# [TASK OBJECTIVE]
Omitting all images, give the entries that follow again exactly as they read.
_ _ _ _ _ _ _
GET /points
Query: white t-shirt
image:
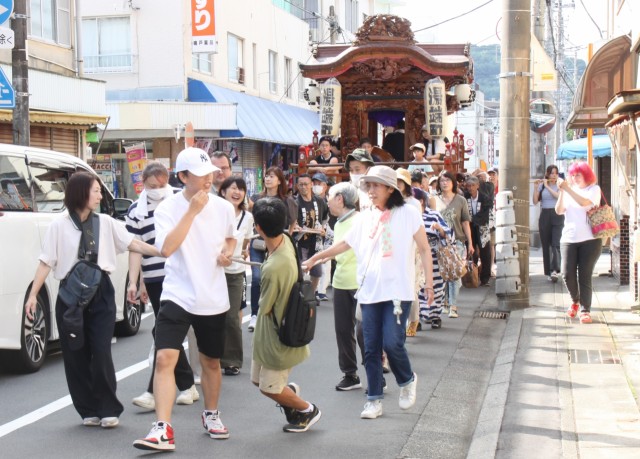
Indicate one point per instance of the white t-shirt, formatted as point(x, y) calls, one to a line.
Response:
point(576, 223)
point(392, 277)
point(193, 279)
point(242, 231)
point(61, 242)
_ _ _ _ _ _ _
# [WRITTEN SOLUTION]
GET /points
Query: white t-shirt
image:
Indicate one point per instance of the white t-shirt, formatted as point(x, y) calls, one to a line.
Response:
point(576, 223)
point(392, 277)
point(193, 279)
point(242, 231)
point(61, 242)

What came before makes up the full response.